Set down, word for word, only the lines from the start of the records through the line bearing "Category: dense vegetation"; include no pictures.

Records from a data collection
--
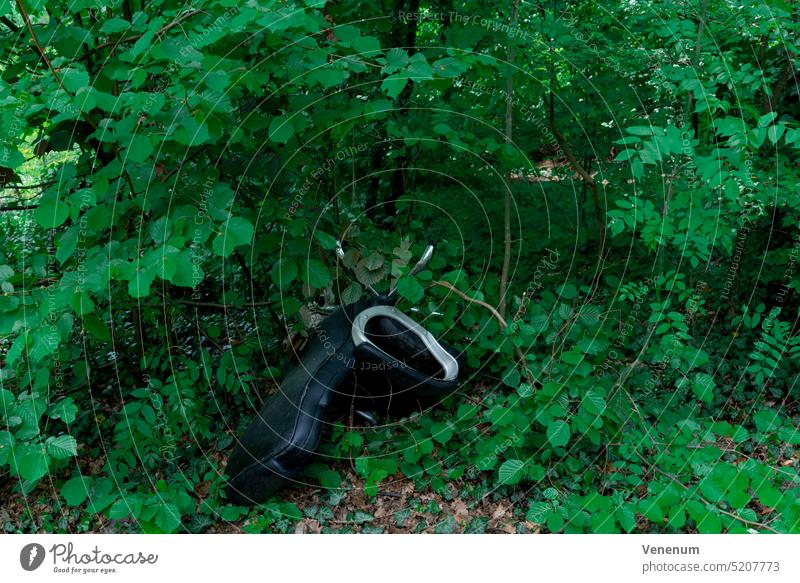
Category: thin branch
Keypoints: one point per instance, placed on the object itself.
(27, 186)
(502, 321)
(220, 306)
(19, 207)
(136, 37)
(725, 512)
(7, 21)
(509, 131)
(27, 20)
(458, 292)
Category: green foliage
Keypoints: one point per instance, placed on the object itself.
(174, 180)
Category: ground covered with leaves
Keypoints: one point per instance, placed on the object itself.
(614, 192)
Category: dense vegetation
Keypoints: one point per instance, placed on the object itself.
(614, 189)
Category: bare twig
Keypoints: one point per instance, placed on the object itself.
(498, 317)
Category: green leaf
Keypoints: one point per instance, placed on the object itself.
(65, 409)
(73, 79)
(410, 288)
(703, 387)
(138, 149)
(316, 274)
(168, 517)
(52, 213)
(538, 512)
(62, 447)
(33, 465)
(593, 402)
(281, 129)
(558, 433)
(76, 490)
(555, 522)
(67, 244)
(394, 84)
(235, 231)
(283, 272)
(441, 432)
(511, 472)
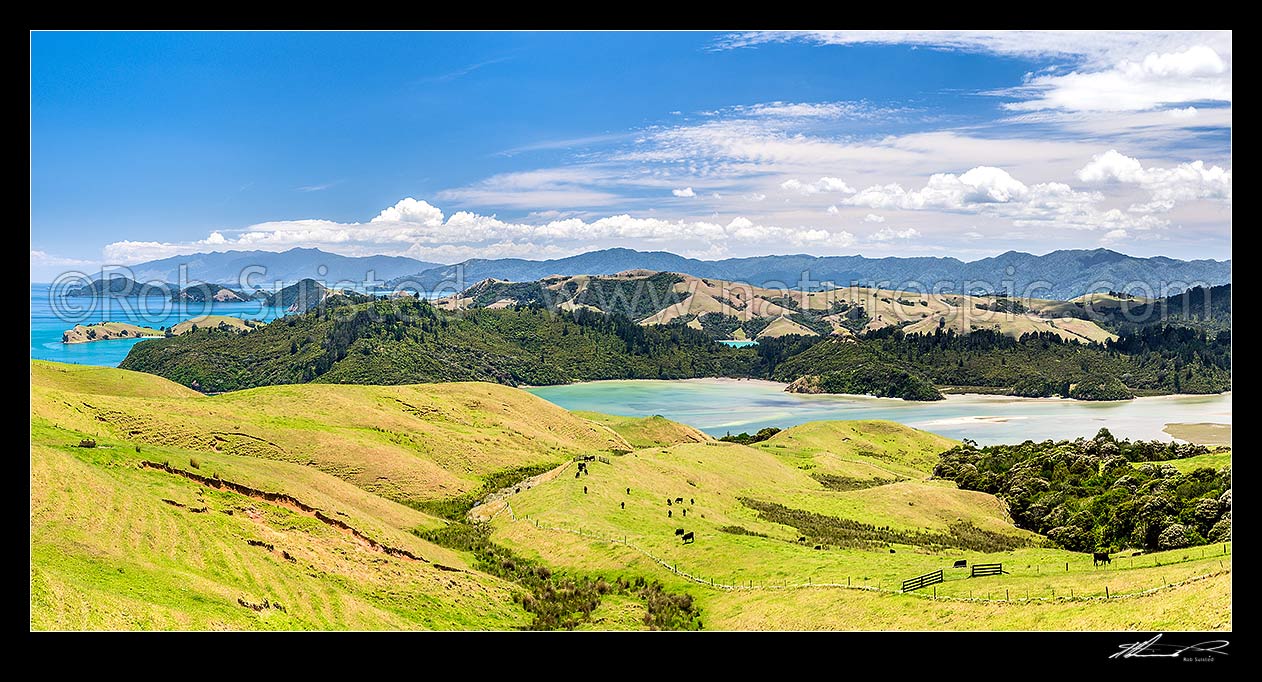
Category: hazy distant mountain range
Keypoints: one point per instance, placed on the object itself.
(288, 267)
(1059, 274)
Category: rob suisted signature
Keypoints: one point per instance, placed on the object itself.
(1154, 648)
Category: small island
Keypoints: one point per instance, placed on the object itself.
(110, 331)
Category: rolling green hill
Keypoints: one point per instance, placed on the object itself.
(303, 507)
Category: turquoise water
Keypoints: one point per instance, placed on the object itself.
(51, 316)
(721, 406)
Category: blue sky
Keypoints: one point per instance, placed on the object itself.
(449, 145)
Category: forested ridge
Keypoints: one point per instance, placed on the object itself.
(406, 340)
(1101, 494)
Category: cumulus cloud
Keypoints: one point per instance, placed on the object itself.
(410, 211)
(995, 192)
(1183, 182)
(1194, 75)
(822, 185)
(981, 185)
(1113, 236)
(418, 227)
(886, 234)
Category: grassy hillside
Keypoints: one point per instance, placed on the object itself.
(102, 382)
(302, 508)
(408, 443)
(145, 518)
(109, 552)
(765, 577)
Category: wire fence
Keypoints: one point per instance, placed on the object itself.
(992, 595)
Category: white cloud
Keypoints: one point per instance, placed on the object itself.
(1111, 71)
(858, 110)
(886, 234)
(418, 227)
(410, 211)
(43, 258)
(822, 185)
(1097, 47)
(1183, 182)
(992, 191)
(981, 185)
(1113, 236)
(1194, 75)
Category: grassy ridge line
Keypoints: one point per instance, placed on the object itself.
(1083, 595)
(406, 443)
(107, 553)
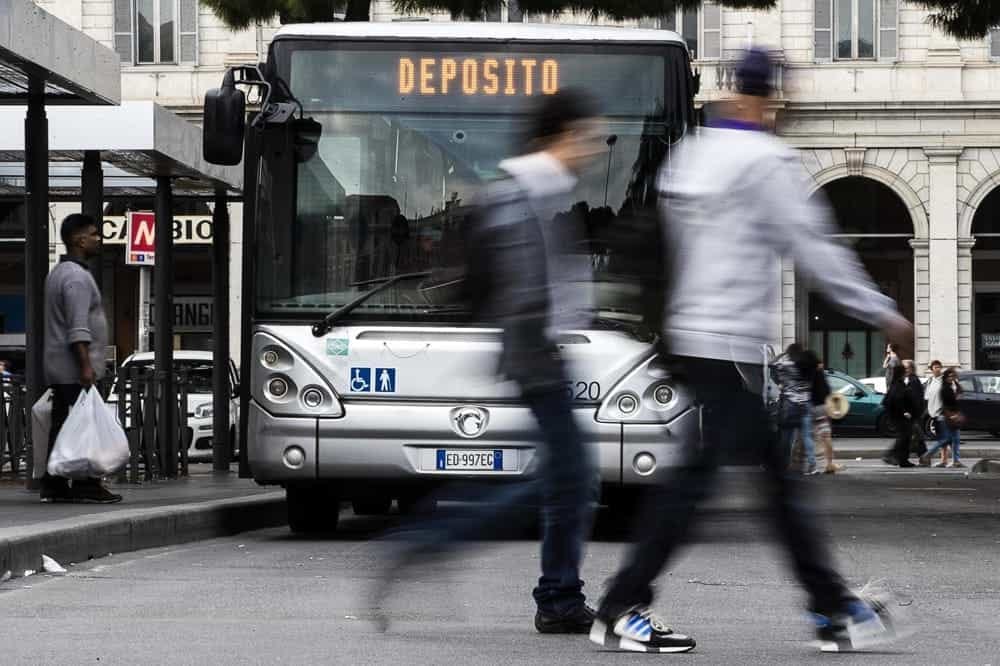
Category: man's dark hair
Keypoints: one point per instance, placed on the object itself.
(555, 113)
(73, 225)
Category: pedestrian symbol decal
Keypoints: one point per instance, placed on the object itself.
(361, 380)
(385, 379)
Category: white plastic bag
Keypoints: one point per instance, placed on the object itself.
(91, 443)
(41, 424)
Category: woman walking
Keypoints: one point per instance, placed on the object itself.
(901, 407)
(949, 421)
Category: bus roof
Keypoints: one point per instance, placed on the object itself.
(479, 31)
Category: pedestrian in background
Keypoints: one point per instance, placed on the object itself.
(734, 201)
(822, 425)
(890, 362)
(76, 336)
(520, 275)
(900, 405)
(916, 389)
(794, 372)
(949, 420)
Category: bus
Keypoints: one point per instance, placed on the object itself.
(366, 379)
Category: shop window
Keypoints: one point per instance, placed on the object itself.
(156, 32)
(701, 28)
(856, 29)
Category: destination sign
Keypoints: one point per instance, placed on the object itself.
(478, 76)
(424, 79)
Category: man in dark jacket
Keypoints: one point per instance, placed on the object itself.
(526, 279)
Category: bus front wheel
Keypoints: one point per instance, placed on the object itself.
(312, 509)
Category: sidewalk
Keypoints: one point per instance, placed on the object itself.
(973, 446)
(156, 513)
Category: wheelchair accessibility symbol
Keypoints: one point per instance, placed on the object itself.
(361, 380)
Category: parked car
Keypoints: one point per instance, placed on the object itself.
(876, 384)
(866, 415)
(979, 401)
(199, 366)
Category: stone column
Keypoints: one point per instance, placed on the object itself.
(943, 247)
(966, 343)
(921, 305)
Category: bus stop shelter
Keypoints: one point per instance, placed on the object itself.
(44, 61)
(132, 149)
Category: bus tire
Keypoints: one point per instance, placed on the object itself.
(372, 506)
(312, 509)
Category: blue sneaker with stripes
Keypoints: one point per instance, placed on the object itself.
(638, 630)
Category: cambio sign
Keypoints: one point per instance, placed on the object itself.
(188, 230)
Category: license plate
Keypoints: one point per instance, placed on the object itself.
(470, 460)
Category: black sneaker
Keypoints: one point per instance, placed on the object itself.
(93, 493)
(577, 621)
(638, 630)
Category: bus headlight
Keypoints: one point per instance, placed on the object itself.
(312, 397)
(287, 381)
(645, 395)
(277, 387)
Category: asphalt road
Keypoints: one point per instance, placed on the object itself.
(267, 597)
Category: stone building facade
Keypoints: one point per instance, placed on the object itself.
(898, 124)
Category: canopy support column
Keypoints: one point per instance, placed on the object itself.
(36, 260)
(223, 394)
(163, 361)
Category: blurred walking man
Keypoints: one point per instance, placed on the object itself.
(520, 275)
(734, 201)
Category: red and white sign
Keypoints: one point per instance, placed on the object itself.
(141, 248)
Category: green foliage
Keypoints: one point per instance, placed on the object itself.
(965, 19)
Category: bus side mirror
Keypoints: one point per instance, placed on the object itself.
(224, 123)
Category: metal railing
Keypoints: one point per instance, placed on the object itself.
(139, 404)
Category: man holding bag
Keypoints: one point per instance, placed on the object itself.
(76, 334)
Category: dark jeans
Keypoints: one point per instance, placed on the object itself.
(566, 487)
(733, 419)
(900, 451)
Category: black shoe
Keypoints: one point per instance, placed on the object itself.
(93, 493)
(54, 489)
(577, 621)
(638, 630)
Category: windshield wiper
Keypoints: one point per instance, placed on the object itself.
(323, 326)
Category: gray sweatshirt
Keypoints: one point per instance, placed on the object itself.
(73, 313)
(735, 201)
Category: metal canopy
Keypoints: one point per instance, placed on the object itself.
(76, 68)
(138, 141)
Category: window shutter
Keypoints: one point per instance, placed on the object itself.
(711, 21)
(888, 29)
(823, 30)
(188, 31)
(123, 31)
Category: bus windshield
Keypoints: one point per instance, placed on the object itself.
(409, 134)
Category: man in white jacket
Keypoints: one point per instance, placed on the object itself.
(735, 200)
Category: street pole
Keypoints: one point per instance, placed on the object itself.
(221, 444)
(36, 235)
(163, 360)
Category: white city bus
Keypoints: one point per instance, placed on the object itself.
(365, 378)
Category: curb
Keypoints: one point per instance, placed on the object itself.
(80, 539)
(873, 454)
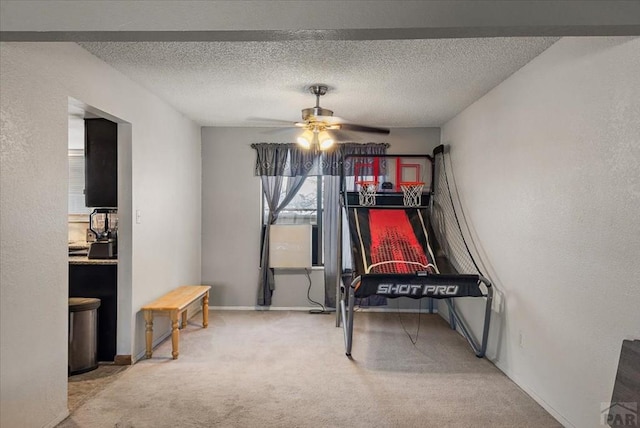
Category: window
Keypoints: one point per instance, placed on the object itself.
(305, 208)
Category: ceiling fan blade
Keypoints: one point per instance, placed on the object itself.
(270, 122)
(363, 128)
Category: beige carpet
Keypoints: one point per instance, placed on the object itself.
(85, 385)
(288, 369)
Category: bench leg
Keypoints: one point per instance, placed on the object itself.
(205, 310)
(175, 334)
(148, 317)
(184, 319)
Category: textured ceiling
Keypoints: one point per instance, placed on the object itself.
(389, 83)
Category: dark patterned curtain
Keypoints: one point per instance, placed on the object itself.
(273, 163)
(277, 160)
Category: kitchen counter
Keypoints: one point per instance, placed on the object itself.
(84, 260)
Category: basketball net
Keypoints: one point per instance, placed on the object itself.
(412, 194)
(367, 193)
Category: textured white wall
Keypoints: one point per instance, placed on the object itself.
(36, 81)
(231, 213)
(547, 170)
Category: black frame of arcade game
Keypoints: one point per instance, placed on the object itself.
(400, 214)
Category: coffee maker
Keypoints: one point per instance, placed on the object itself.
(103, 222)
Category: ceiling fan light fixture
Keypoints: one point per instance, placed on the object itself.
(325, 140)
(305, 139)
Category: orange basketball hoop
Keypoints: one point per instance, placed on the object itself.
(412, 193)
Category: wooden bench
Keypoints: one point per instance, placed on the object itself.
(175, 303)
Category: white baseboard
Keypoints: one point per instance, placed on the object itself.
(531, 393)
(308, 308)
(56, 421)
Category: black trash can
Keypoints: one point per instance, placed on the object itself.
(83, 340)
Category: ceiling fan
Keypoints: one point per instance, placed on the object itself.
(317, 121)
--
_Result of this task_
Category: thin branch
Keypoints: one point per instance, placed on the object itself.
(27, 186)
(502, 321)
(220, 306)
(19, 207)
(136, 37)
(725, 512)
(7, 21)
(509, 131)
(27, 20)
(458, 292)
Category: green foliage
Keypoints: one point per instance, placed on the object itself.
(174, 180)
Category: ground covered with leaves
Keypoints: one point per instance, placed on the object itself.
(614, 192)
Category: dense vegetation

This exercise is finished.